June 2020

Campus visits are a classic part of how students hunt for the right college. With COVID-19 limiting what families can do in-person, exploring college options is still possible, given how much is available online these days.  

“Colleges have stepped up — there are so many more resources now for students than there ever has been,” said Kate Malczewski, independent educational consultant and partner at College Connectors. “Students have access to faculty and staff in ways that they haven't had before. So, they might not get to campus physically, but I feel like they are getting the best possible alternative.” 

Traditionally campus visits often include taking a tour, meeting current students, seeing classrooms and maybe eating in the dining hall. Online offerings have some consistent components as well, including how they have used videos and maps to create interactive “virtual tour” options.  

In-person campus visits offer a lot for perspective students and families, and it may seem challenging to replace them. “Take the college search this summer piece by piece,” said Jessica Brosvik, assistant director of admissions at Minneapolis College of Art and Design. “If you were looking forward to something particular about a campus visit try to find it in a digital option — whether it’s talking with faculty or touring an art studio.” 

Minneapolis College of Art and Design, like other private colleges, is providing new opportunities to connect to campus from digital art sessions with faculty to virtual tours with admissions staff, Brosvik said.

EXERCISE DESCRIPTION: Continue the article on exploring colleges online during COVID-19, picking up right after its last sentence.

INFORMATION GIVEN:
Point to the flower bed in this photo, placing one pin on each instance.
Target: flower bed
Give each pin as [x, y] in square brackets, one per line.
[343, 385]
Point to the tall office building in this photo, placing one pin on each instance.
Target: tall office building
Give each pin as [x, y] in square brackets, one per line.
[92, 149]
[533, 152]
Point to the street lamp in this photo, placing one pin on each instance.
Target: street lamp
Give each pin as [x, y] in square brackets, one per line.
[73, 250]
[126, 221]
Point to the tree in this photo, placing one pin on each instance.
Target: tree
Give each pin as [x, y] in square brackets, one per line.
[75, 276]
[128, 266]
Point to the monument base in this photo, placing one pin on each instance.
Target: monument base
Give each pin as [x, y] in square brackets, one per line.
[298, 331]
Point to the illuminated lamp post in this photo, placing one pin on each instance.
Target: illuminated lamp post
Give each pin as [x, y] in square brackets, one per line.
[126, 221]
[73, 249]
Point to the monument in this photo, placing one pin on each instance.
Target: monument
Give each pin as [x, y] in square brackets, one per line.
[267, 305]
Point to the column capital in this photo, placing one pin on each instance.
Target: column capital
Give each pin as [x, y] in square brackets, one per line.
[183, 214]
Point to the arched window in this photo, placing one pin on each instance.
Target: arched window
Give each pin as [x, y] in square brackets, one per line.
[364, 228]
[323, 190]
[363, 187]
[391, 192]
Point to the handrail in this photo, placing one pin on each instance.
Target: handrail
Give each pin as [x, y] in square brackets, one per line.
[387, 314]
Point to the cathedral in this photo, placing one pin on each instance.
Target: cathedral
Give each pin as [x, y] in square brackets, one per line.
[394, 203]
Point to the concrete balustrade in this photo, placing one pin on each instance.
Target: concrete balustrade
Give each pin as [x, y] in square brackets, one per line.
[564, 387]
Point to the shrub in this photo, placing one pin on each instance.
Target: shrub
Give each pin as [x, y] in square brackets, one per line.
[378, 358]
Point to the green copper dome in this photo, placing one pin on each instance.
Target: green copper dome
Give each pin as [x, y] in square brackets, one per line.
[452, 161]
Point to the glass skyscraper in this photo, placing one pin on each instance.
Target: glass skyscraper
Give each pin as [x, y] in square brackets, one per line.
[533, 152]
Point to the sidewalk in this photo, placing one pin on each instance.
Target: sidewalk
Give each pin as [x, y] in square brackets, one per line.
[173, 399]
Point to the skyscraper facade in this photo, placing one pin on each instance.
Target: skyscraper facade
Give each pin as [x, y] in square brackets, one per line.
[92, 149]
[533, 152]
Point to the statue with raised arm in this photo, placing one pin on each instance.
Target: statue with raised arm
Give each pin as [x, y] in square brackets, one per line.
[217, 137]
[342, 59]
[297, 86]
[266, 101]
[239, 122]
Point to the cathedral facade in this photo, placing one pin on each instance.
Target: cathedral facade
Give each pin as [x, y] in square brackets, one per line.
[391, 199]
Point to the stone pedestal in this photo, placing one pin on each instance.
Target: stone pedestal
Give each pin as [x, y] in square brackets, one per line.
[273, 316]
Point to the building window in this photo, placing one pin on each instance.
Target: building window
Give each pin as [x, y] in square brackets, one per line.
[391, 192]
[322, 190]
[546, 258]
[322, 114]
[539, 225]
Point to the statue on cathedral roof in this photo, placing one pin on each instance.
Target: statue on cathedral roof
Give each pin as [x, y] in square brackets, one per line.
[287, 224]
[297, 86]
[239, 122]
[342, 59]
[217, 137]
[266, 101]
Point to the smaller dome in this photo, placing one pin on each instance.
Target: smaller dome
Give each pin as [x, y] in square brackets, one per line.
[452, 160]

EXERCISE RESPONSE:
“We recommend all of our students take a virtual tour of campus,” Malczewski said. “Go to college websites and take in as many virtual options as they can. Even use social media to connect to colleges; colleges have done a great job with their social media presences. It’s certainly not a time to just wait till the fall.” 

Summer Explorations

To help families with their online search, Minnesota private colleges have launched a new campaign called Summer Explorations. The campaign’s website offers an easy place to get started. For families looking for a virtual admission session to work with their schedules, there’s a shared calendar. There’s advice for how to begin a college search, resources describing the different colleges and a schedule of virtual panels that combine reps from a few colleges in one conversation.  

Even with social distancing restrictions easing and colleges beginning to offer some one-on-one in-person visits, virtual options are still important tools for the college search process this summer.